→ OPDRACHT 1: Kun je het bronfragment hieronder in twee zinnen samenvatten?

42. Gebergtevorming en erosie
Onder de
aardkost nu, in de zgn. magmahaarden, kunnen zich op allerlei plaatsen
geweldige massa’s gesmolten gesteente verzamelen. De aard van dat magma verschilt
al naar het uitgangsmateriaal. Vaak bestaat het uit een mengeling van de
onderste niveaus van de aardkorst en de bovenste rand van de aardmantel. Er
ontstaat dan een basaltisch magma,
dat bij stolling voor wel de helft uit donkere mineralen bestaat en vaak nog
delen van de mantel uit de diepte meegesleurd blijkt te hebben in de vorm van
olivijnknollen. Deze hoogst interessante vreemdelingen uit de diepten van de
aardmantel treffen we ook in onze basaltzwerfstenen (zie foto 8) aan, zomede in
de basaltzuilen van de zeeweringen. Gebieden waar basalt is uitgevloeid zijn
b.v. de Stille Oceaan (met uitzondering van de zuidwesthoek), de eilanden in de
Atlantische Oceaan en dichterbij de basaltvulkanen in het Rijngebied om Bonn.
Ook in Zuid-Zweden en in Noorwegen zijn basalten uitgevloeid. Er zijn echter
ook vele gevallen waarin de magmasubstantie geheel bestaat uit
aardkorstmateriaal, en dan krijgen we met een granitisch magma te doen dat bij stolling weinig donker materiaal
oplevert, maar zoveel te meer kwarts. Uit de aard van de zaak vinden we uitvloeiingen
van granitisch magma zelden op eilanden in de oceanen; daar immers is de
aardkorst maar dun. Zoveel te meer treffen we ze aan de randen en op de flanken
van continenten aan, en wel in talloze variaties en mengvormen van nog tamelijk
donkere lava tot zeer kiezelzuurrijke vulkanische as; nauwelijks zijn er in
deze groep gesteenten van precies eendere samenstelling aan te wijzen, wat bij
de naamgeving natuurlijk ernstige problemen geeft. Een voorbeeld van een gebied
waar granitisch magma is uitgetreden is het geweldige kwartsporfier-plateau om Bolzano, in Zuid Tirol. Een mengvorm
vinden we wat dichter bij in de enorme steengroeve van Quenast (België), welker
kwartsdiorietporfiriet zoveel van
onze straatkeien heeft geleverd; hierin is al veel hoornblende naast de kwarts
aanwezig.

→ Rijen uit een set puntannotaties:
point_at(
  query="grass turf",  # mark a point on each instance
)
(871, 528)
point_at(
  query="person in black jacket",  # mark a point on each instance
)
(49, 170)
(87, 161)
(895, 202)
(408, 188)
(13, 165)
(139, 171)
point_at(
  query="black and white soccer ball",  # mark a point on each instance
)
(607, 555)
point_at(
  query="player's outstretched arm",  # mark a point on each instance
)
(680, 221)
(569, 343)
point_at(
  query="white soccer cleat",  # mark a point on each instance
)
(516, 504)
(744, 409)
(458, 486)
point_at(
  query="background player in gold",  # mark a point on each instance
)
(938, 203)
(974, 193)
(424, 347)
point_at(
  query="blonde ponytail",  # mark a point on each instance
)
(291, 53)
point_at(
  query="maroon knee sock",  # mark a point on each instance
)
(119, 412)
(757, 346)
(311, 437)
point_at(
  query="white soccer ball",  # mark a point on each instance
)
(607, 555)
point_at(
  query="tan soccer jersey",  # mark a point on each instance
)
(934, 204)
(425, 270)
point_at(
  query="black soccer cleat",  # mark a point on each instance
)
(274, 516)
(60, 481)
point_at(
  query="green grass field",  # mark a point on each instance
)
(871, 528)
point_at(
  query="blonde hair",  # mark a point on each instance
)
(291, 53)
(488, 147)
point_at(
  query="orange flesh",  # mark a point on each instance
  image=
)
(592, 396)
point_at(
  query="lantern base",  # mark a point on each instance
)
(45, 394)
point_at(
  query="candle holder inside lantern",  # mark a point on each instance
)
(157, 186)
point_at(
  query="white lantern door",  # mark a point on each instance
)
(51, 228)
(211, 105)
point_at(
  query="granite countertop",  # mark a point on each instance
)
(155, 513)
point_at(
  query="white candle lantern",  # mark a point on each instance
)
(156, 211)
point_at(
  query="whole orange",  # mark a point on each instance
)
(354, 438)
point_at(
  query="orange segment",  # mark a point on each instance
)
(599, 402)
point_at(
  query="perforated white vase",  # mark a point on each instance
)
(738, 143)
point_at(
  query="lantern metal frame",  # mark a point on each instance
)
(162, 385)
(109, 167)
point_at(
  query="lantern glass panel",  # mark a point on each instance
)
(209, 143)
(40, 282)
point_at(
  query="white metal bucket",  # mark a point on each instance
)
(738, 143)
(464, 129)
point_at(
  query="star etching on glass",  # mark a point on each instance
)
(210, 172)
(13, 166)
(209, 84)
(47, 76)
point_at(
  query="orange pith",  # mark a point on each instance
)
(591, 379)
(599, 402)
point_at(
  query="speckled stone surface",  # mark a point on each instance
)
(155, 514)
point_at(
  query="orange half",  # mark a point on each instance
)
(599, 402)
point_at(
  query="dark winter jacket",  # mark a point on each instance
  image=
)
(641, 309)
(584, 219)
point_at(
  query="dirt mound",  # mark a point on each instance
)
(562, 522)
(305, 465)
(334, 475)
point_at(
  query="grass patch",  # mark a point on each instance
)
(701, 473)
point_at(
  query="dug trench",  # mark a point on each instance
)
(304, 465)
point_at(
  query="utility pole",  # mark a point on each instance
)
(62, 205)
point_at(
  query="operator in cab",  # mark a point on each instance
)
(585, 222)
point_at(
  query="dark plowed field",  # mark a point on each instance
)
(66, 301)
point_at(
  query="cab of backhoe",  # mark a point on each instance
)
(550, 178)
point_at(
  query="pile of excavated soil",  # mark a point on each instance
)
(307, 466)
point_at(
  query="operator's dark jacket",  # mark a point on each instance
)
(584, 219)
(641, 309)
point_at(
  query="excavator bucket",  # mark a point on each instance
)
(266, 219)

→ OPDRACHT 2: Hoeveel regels van de rijen hierboven bevatten de tekenreeks "ball"? Let op hoofdletters en kleine letters, en geef alleen het getal.

→ UITGEWERKTE OPLOSSING 1: Magma dat ontstaat uit een mengeling van de onderste niveaus van de aardkorst en de bovenste rand van de aardmantel is basaltisch: het bestaat na stolling voor wel de helft uit donkere mineralen, bevat vaak olivijnknollen en is onder meer uitgevloeid in de Stille Oceaan, op de eilanden in de Atlantische Oceaan en rond Bonn. Magma dat geheel uit aardkorstmateriaal bestaat is granitisch en levert bij stolling weinig donker materiaal maar veel kwarts op; het treedt zelden op oceaaneilanden uit, maar des te meer aan de randen en op de flanken van continenten, zoals bij het kwartsporfier-plateau om Bolzano.

→ UITGEWERKTE OPLOSSING 2: 2